Tom Wilson: Okay. Yes. Let me I’ll take a shot at it and Mario, you can jump in. So we use I mean we’re a data-driven company, so we use predictive models as you know well, for just about everything. That could be fraud. There could be do we think this claim might end up being severe enough where it gets represented by a lawyer? So it’s important for us to establish a relationship with the customers as possible. It might be, do we think there’s a better way to settle this claim, whether it gets the car gets totaled or we send it to a body shop. So there’s we use predictive analytics throughout the business and obviously largely in claims as well. So we’re always tuning those. We think we’re pretty good at it.
You can’t really take one specific algorithm. But when you look at our claims severities, you can look at them externally. And when you look at absolute dollars, we think we did really well. It’s easier on physical damage, obviously, because you’re just fixing a car bodily injury, it’s like, okay, well, what was the case worth? What’s the average case? That gets a little harder to do. But when in the only weakness in the external stuff is it tends to be a percentage increase over the prior year, which is, of course, we work in absolute dollars. And our models are done in absolute dollars. And so even though it all depends where you start but we like our overall position. Mario, do you want to talk specifically about any models that you’re using now that think you can point to where we’ve updated and increased the value-added?

Assignment A: In the transcript on predictive models, what does Tom Wilson call the only weakness in the external claims-severity data?
Assignment B: Write what comes next in the transcript on predictive models, starting after its final line.
The listing that follows is separate material, unrelated to the transcript on predictive models.

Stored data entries
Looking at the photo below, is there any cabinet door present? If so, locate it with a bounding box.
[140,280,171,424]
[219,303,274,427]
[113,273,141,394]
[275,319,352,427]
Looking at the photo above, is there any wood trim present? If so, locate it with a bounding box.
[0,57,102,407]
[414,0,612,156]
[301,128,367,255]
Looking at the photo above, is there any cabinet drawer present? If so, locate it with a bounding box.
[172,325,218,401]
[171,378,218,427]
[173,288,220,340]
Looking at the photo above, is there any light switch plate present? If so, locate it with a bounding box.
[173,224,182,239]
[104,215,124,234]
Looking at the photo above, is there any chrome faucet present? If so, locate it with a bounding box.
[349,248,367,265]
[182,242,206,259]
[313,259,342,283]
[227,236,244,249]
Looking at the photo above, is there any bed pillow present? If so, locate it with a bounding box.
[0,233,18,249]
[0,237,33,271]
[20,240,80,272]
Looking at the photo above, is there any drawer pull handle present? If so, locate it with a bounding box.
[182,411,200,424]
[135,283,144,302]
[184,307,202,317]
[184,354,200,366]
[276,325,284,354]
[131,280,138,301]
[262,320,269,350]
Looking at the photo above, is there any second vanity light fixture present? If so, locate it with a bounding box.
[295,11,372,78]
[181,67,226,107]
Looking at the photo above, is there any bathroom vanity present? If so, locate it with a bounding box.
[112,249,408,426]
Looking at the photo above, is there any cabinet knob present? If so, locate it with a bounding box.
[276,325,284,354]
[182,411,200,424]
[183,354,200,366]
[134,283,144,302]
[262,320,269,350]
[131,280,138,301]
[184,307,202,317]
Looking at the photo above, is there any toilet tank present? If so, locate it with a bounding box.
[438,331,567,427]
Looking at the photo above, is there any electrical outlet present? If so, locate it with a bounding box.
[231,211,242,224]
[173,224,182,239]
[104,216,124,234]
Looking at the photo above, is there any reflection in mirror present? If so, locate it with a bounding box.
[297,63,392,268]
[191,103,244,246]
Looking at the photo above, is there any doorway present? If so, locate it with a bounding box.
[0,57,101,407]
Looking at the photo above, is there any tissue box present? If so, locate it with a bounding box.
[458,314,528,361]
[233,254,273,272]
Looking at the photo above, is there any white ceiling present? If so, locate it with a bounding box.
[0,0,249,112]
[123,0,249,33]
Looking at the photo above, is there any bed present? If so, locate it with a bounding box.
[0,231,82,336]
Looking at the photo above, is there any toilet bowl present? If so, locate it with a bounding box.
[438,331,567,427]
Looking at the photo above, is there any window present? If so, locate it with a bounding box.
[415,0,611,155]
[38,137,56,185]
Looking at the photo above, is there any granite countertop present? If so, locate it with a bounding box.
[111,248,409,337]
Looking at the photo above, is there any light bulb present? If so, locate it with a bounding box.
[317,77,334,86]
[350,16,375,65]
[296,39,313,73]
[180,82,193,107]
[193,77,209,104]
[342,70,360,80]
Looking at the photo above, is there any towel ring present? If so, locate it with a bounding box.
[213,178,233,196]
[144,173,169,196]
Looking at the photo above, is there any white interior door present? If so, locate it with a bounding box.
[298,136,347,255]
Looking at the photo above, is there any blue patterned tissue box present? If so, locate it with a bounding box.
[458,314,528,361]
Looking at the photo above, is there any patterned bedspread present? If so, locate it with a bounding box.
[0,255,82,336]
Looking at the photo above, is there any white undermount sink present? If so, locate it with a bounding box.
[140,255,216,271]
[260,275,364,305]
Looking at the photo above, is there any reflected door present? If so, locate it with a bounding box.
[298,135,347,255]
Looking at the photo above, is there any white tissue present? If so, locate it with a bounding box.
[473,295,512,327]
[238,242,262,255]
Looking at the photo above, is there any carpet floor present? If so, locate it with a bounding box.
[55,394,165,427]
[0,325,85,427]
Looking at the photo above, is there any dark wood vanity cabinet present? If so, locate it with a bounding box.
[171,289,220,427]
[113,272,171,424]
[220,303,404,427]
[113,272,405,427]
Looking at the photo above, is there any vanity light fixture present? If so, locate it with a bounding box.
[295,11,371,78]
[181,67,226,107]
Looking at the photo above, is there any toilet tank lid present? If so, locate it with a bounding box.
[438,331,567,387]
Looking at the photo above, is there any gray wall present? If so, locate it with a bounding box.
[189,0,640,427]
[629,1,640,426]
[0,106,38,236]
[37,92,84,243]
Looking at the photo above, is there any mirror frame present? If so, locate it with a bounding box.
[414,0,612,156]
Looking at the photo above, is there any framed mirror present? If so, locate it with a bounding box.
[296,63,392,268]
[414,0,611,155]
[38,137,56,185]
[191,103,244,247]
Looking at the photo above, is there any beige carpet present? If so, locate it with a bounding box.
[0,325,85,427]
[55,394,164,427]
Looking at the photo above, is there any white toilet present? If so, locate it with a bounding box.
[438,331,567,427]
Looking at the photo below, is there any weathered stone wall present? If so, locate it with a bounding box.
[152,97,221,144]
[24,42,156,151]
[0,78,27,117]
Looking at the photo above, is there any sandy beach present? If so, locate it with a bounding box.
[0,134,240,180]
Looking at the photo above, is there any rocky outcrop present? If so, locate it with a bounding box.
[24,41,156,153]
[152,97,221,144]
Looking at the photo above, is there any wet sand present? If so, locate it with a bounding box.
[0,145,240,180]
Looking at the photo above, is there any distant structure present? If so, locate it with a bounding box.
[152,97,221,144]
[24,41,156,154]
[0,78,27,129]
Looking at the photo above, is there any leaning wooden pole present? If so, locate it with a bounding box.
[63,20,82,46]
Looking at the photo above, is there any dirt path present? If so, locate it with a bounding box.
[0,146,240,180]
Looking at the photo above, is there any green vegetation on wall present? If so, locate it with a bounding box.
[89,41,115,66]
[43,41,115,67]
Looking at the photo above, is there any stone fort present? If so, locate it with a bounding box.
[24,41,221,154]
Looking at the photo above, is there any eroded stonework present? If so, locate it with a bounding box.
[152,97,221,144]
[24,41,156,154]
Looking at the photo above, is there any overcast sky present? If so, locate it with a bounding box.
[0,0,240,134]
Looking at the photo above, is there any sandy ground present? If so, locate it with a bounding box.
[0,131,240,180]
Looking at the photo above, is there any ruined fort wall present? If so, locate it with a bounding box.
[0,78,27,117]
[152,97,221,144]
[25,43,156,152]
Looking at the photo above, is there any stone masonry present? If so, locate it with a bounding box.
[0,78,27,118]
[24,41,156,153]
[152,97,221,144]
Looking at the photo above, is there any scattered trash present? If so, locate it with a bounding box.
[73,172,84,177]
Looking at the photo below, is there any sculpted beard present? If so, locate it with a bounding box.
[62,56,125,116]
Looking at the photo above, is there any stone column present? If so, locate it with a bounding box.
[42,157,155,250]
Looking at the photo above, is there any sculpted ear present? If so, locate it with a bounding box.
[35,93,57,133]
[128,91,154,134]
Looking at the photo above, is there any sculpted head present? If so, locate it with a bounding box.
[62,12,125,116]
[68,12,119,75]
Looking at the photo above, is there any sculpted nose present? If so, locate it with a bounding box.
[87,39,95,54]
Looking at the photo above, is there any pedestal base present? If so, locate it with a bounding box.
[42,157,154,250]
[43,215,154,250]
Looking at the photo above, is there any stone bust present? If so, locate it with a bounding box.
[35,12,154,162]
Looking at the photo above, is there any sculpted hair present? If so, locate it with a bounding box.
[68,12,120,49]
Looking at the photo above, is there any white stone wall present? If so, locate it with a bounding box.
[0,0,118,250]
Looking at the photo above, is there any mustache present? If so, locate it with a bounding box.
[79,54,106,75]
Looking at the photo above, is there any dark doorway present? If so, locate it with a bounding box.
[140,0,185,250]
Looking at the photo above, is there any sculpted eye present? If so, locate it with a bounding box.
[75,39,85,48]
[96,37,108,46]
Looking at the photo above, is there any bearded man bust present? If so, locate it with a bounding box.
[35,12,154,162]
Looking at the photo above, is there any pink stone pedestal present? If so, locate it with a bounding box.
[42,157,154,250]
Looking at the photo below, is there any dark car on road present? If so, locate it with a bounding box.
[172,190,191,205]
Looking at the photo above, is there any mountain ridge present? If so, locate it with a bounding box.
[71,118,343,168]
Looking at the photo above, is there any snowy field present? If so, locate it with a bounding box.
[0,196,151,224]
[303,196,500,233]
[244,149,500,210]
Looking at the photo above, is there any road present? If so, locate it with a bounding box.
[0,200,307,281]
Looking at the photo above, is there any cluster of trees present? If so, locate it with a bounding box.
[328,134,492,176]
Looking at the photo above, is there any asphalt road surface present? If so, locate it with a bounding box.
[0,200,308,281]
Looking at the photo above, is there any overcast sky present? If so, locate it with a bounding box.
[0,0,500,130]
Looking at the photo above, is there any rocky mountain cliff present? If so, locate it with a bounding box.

Exercise result A: It tends to be a percentage increase over the prior year, while the company works in absolute dollars.

Exercise result B:
Mario Rizzo: Yes. The one I’d point to, and I think generally, the statement Tom made about like leveraging all the data and the capabilities we have, but also looking to tune those models and evolve over time. The example I would use would be around bodily injury, both potential loss identification and attorney representation. Given, obviously, the environment around us has evolved pretty significantly over the past couple of years in terms of higher levels of attorney representation and bodily injury claims and just medical inflation, medical consumption and treatment, those kinds of things. So what we’ve been doing is tuning the models to be able to use the components and the data that we gather early on in the claims process, to identify claims where there is, first of all, the potential for an injury.
More importantly, the potential for a major injury given it’s a higher impact accident or things like that. So we can get out ahead of the claim, make contact earlier and manage the claim much more effectively. The same would be true around claims that have the potential, ultimately to be represented by an attorney. Again, creating contact with a third-party claimant and establishing dialogue and communication and leveraging the tools and the models at our disposal to better manage the claim process through the bodily injury claims. So those are just a couple of examples of how we tuned models that we’ve had to adapt to the current environment. And we’re going to have to continue to, as I mentioned earlier, evolve our processes and those models to adapt to the environment over time.
So this is not a static process, and we’re always looking to get better based on the most current information as well as the external environment that we’re operating in.
Elyse Greenspan: Okay. Thank you.
Operator: Thank you. And our next question comes from the line of Andrew Kligerman from Credit Suisse. Your question, please.
Andrew Kligerman: Hey, thanks a lot for getting me in. First question is around social inflation, and in particular, bad price point. And in 2022, I think the court up a lot. And we I would I suspect that had a big impact. As we move into 2023, what’s your thinking about further social inflation issues? Do you think it will get materially worse? Could you give us some measurement around that? And that’s the question.